■ BESCHREIBUNG DER AUFGABE
Bitte gib alle folgenden Einträge Zeile für Zeile als nummerierte Liste aus, ohne Leerzeilen und ohne die Bilder.

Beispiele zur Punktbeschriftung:
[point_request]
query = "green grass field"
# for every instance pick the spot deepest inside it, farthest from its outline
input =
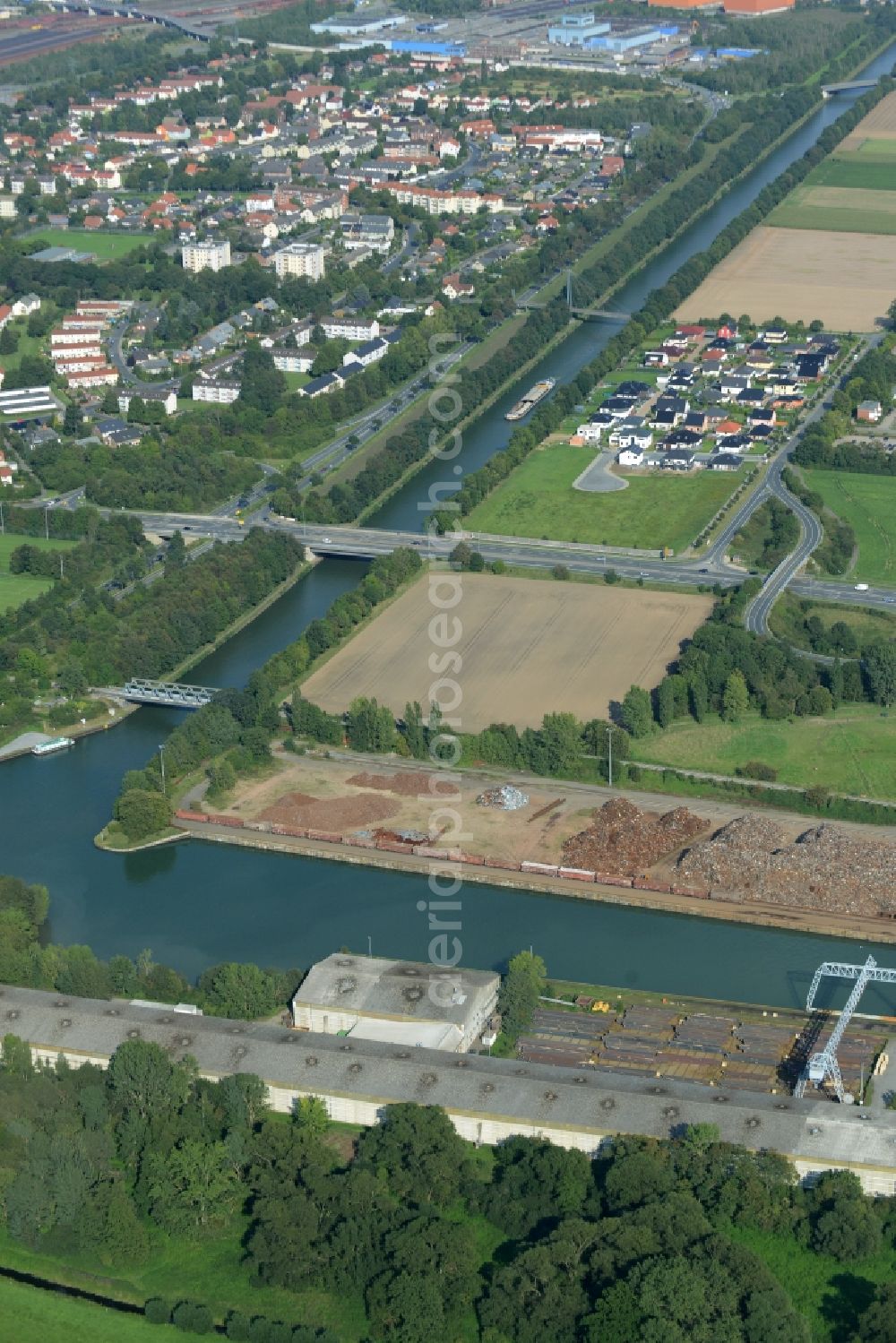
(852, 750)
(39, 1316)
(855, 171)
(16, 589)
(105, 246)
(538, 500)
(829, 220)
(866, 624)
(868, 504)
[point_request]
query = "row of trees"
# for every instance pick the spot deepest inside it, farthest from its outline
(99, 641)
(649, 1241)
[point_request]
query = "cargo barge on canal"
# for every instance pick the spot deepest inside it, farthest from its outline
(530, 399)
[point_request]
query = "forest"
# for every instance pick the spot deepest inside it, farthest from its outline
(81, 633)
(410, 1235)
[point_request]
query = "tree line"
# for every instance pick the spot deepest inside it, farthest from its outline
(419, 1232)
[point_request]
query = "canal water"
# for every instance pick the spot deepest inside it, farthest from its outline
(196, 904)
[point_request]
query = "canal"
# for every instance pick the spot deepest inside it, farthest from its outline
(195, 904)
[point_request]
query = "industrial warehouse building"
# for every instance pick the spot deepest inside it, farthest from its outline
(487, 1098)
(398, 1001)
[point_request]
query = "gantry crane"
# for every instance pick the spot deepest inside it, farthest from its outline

■ ERGEBNIS DER ÜBUNG
1. [point_request]
2. query = "green grass field"
3. # for every instance pick the spot deepest inside it, farthest from its outline
4. input =
5. (852, 750)
6. (39, 1316)
7. (855, 171)
8. (16, 589)
9. (105, 246)
10. (538, 500)
11. (829, 220)
12. (866, 624)
13. (868, 504)
14. [point_request]
15. query = "row of trees"
16. # for every instance pick the spot deepest inside it, farthest from its outline
17. (99, 641)
18. (649, 1241)
19. [point_request]
20. query = "cargo barge on canal"
21. # for every instance pick the spot deepest inside it, farthest from its outline
22. (530, 399)
23. [point_request]
24. query = "forest"
25. # for every instance pick the spot deepest inside it, farthest from its outline
26. (81, 633)
27. (410, 1235)
28. [point_request]
29. query = "tree line"
30. # for every instance pick the spot deepest inside it, farthest from its outline
31. (419, 1232)
32. [point_request]
33. query = "canal water"
34. # for every instance pick the spot deepest inside it, farthest from its outline
35. (196, 904)
36. [point_request]
37. query = "canal"
38. # for every instance pick the spot deepest inside it, farthest from its outline
39. (195, 904)
40. [point_request]
41. query = "industrial warehouse building"
42. # for every instance pick the spot deepest inside it, farthest from its outline
43. (487, 1098)
44. (398, 1001)
45. [point_request]
46. query = "gantry crane"
47. # for every instance pick the spot deepest inside it, farthest from its outline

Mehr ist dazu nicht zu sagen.